TEXT PROVIDED

Picture it.

Kevin Spacey when Kevin Spacey was awesome.

Sitting in that detective’s office telling his version of how things went down.

“The greatest trick the devil ever pulled was convincing the world he didn’t exist.”

usualsuspects-06

For some reason I had this classic line from the 1995 movie, “The Usual Suspects,” running through my mind as I walked home from the subway tonight at around 7:00 PM.

This line, and a thousand other things . . .

The next six months are set to be fairly busy for me.

In addition to my regular 40 hour work week, I’ll now be volunteering at two places (adding basically a sixth day to my work week . . . including one Distress Centres shift a month that will take place from 11 PM to 6 AM), taking an online university course (Introduction to Social Research Methods . . . I’ll explain why I’m torturing myself with this in a future post, I promise), training for a 10 KM run (Ottawa Race weekend Take Two! So excited my second 10 KM race will be a repeat of my first one two year’s ago, just before my move to Toronto!), and attempting to make good on my renewed commitment to doing two yoga classes a week.

Oh, plus have a life.

And continue to put energy into finding balance (the twice weekly yoga commitment is definitely a nod to this need).

So, with all this on my plate, why of all things was I mulling over a line from an almost 20-year-old movie on my walk home???

Well, it’s cause I was thinking about it in contrast to this thought:

The greatest trick I ever pulled was convincing the world that I’m organized . . .

The truth is, I’m a scattered mess.

A dreamer who loves nothing better than to get my head stuck permanently in the clouds.

STORED DATA

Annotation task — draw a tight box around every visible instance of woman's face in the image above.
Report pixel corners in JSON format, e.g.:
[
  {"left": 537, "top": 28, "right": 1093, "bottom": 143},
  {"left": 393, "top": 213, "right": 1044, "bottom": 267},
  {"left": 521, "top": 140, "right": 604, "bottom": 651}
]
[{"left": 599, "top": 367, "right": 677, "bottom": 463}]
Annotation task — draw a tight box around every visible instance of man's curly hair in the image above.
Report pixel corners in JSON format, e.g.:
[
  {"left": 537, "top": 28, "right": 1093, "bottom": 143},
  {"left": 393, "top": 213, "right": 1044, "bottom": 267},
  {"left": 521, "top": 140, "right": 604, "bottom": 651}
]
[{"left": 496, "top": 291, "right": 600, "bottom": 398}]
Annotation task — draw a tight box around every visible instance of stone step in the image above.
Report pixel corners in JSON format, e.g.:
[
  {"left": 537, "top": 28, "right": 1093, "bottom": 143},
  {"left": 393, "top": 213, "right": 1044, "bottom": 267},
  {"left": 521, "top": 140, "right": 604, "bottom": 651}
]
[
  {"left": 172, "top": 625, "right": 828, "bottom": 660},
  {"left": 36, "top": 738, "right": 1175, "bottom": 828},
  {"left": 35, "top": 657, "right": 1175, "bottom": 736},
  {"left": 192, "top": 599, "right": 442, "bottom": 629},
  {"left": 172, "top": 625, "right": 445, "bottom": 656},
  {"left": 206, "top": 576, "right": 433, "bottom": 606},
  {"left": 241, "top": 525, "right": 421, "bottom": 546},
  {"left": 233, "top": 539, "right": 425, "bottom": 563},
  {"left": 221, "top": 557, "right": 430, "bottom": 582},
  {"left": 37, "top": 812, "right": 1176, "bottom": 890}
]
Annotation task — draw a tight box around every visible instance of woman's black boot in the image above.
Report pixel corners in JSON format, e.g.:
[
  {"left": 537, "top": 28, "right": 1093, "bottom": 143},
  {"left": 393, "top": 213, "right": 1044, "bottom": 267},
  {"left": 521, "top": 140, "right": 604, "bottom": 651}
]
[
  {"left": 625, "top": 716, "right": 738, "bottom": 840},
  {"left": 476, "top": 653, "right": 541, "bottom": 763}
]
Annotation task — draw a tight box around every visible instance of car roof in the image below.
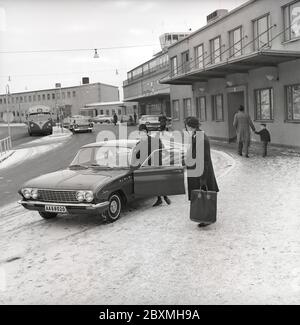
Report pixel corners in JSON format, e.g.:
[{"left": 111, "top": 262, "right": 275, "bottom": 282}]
[{"left": 82, "top": 139, "right": 139, "bottom": 148}]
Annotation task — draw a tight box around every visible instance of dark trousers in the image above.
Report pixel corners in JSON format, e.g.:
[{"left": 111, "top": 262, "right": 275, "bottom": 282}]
[
  {"left": 238, "top": 141, "right": 249, "bottom": 156},
  {"left": 262, "top": 142, "right": 268, "bottom": 157}
]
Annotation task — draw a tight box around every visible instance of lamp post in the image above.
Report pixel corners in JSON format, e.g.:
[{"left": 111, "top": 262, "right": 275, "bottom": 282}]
[{"left": 5, "top": 84, "right": 11, "bottom": 139}]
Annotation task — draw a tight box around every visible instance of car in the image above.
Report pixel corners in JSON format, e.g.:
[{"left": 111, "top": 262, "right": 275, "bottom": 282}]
[
  {"left": 18, "top": 139, "right": 185, "bottom": 222},
  {"left": 139, "top": 115, "right": 172, "bottom": 131},
  {"left": 92, "top": 114, "right": 112, "bottom": 124},
  {"left": 69, "top": 116, "right": 94, "bottom": 133}
]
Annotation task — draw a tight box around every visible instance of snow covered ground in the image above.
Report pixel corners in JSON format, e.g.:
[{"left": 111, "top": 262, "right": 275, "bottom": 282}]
[{"left": 0, "top": 151, "right": 300, "bottom": 304}]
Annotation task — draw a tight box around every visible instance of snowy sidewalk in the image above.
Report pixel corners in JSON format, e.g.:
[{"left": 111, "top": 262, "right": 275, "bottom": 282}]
[{"left": 0, "top": 147, "right": 300, "bottom": 304}]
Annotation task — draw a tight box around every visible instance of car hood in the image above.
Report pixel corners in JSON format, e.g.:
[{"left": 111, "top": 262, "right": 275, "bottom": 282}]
[{"left": 22, "top": 168, "right": 129, "bottom": 191}]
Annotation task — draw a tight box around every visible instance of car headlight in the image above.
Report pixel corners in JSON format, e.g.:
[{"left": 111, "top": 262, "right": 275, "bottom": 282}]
[
  {"left": 84, "top": 191, "right": 94, "bottom": 202},
  {"left": 76, "top": 191, "right": 85, "bottom": 202},
  {"left": 31, "top": 188, "right": 39, "bottom": 200},
  {"left": 21, "top": 188, "right": 31, "bottom": 199}
]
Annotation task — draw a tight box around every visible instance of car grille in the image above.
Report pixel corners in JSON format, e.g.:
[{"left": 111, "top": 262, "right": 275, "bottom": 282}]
[{"left": 38, "top": 190, "right": 78, "bottom": 203}]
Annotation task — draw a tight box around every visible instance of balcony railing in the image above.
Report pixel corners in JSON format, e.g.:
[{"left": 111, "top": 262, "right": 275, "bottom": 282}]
[
  {"left": 123, "top": 62, "right": 169, "bottom": 86},
  {"left": 162, "top": 24, "right": 278, "bottom": 80}
]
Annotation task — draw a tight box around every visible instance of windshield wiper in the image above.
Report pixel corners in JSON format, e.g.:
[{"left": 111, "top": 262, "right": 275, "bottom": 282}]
[{"left": 69, "top": 164, "right": 88, "bottom": 169}]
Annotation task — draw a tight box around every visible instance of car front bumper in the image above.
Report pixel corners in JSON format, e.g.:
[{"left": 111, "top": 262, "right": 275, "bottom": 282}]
[{"left": 18, "top": 200, "right": 109, "bottom": 214}]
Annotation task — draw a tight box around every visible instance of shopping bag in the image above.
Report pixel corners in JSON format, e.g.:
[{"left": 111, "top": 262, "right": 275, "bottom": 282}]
[{"left": 190, "top": 190, "right": 217, "bottom": 224}]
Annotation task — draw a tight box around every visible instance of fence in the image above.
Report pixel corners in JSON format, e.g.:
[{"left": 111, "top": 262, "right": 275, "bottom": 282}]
[{"left": 0, "top": 137, "right": 12, "bottom": 156}]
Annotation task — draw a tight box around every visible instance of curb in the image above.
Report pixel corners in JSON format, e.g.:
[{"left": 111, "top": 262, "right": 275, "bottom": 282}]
[{"left": 0, "top": 150, "right": 16, "bottom": 163}]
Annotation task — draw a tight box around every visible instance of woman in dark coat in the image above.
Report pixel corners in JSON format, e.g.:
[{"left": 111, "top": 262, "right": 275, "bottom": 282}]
[{"left": 185, "top": 117, "right": 219, "bottom": 227}]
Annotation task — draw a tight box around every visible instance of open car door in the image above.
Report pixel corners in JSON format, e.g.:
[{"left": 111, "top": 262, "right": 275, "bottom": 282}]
[{"left": 133, "top": 149, "right": 185, "bottom": 197}]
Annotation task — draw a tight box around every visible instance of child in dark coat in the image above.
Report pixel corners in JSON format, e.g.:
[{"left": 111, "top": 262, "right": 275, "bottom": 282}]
[{"left": 255, "top": 124, "right": 271, "bottom": 157}]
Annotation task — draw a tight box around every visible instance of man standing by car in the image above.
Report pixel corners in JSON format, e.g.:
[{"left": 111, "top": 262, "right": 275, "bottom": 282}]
[
  {"left": 158, "top": 113, "right": 168, "bottom": 132},
  {"left": 113, "top": 112, "right": 118, "bottom": 126},
  {"left": 135, "top": 124, "right": 171, "bottom": 207},
  {"left": 233, "top": 105, "right": 256, "bottom": 158}
]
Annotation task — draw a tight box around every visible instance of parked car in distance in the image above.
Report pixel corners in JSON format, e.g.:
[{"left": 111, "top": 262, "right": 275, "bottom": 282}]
[
  {"left": 18, "top": 140, "right": 185, "bottom": 222},
  {"left": 121, "top": 115, "right": 135, "bottom": 126},
  {"left": 92, "top": 115, "right": 112, "bottom": 124},
  {"left": 69, "top": 115, "right": 94, "bottom": 133},
  {"left": 139, "top": 115, "right": 172, "bottom": 131}
]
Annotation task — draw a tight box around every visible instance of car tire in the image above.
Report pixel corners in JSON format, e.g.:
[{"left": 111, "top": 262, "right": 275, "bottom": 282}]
[
  {"left": 39, "top": 212, "right": 57, "bottom": 220},
  {"left": 104, "top": 193, "right": 122, "bottom": 223}
]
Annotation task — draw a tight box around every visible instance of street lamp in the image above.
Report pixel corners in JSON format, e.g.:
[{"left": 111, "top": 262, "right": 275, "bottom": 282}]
[{"left": 5, "top": 84, "right": 11, "bottom": 139}]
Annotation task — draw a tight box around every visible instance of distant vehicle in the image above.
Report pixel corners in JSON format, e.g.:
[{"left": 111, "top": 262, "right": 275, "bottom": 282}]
[
  {"left": 139, "top": 115, "right": 172, "bottom": 131},
  {"left": 69, "top": 115, "right": 94, "bottom": 133},
  {"left": 27, "top": 105, "right": 53, "bottom": 136},
  {"left": 18, "top": 140, "right": 185, "bottom": 222},
  {"left": 121, "top": 115, "right": 134, "bottom": 126},
  {"left": 92, "top": 115, "right": 112, "bottom": 124}
]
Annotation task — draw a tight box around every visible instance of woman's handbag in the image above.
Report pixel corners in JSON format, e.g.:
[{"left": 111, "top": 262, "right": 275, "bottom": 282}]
[{"left": 190, "top": 189, "right": 217, "bottom": 224}]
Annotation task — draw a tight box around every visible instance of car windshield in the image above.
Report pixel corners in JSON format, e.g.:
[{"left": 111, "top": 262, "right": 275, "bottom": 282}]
[{"left": 70, "top": 145, "right": 132, "bottom": 168}]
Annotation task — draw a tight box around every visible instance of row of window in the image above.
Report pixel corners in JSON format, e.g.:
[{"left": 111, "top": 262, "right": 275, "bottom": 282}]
[
  {"left": 170, "top": 0, "right": 300, "bottom": 76},
  {"left": 0, "top": 90, "right": 76, "bottom": 105},
  {"left": 172, "top": 84, "right": 300, "bottom": 122}
]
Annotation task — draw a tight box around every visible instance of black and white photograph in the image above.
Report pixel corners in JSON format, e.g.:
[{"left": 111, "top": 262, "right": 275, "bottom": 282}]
[{"left": 0, "top": 0, "right": 300, "bottom": 308}]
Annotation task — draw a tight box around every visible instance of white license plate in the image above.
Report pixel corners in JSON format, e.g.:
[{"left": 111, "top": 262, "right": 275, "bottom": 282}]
[{"left": 45, "top": 205, "right": 67, "bottom": 213}]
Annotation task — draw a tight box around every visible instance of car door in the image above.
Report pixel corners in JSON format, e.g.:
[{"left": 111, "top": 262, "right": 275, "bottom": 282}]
[{"left": 133, "top": 150, "right": 185, "bottom": 197}]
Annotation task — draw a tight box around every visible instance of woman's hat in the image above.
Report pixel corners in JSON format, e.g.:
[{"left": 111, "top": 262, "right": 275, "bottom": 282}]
[{"left": 185, "top": 116, "right": 200, "bottom": 129}]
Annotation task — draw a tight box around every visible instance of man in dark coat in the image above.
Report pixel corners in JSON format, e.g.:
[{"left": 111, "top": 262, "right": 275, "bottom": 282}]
[
  {"left": 113, "top": 113, "right": 118, "bottom": 125},
  {"left": 233, "top": 105, "right": 255, "bottom": 158},
  {"left": 255, "top": 124, "right": 271, "bottom": 158},
  {"left": 185, "top": 117, "right": 219, "bottom": 227},
  {"left": 158, "top": 113, "right": 168, "bottom": 132}
]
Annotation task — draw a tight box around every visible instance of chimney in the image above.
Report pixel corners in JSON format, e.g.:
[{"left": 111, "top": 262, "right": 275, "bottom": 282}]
[
  {"left": 206, "top": 9, "right": 228, "bottom": 24},
  {"left": 82, "top": 77, "right": 90, "bottom": 85}
]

EXERCISE TASKS
**a.** According to the blog post about a busy six months, what is the schedule of the monthly Distress Centres shift?
**b.** Carry on the blog post about a busy six months, starting right after its final sentence.
The records are unrelated to the blog post and stand on their own.

THE RESULTS
**a.** It runs from 11 PM to 6 AM.

**b.**
I’m forgetful.

Chronically late.

I once almost burned my folks’ house down when I put the kettle on to boil for some tea, walked away, and forgot about it until about 45 minutes later when the smell of the melting plastic handle finally hit me . . . and no, I didn’t do this as a child. This happened, like, a few year’s ago . . .

And yet.

I regularly convince people that I’m organized.

The first time I showed up late to an appointment with my naturopath (after weeks of being very, very careful not to be late having set an intention to prioritize my appointments with him as a commitment to my well being) he said something to effect of, “I knew if you were late it would be for a good reason since you’re always so punctual.”

I burst out laughing.

That said, the reason many perceive me as an “on the ball A-type” is not actually all that much of a mystery.

Like an introvert who overcompensates for their dislike of large groups by forcing themselves to play the role of class clown only to arrive home exhausted by the effort, and so very glad to finally be alone, I spent much of my life attempting to make up for my scatteredness by putting in place numerous tricks, tools and trappings to help make me read like an organized person.

However, much like the introvert in extrovert’s clothing, this over compensating used to wear on me.

It was, in a word, exhausting.

Not just the desperate attempt to remember everything (which, if the fact I often have to leave my house three times to come back for items left behind is any indication, I was rarely successful at); but, also the judgement I sometimes ended up placing on myself when I failed in any significant way.

Until this past summer.

When I decided to lean into my scatteredness.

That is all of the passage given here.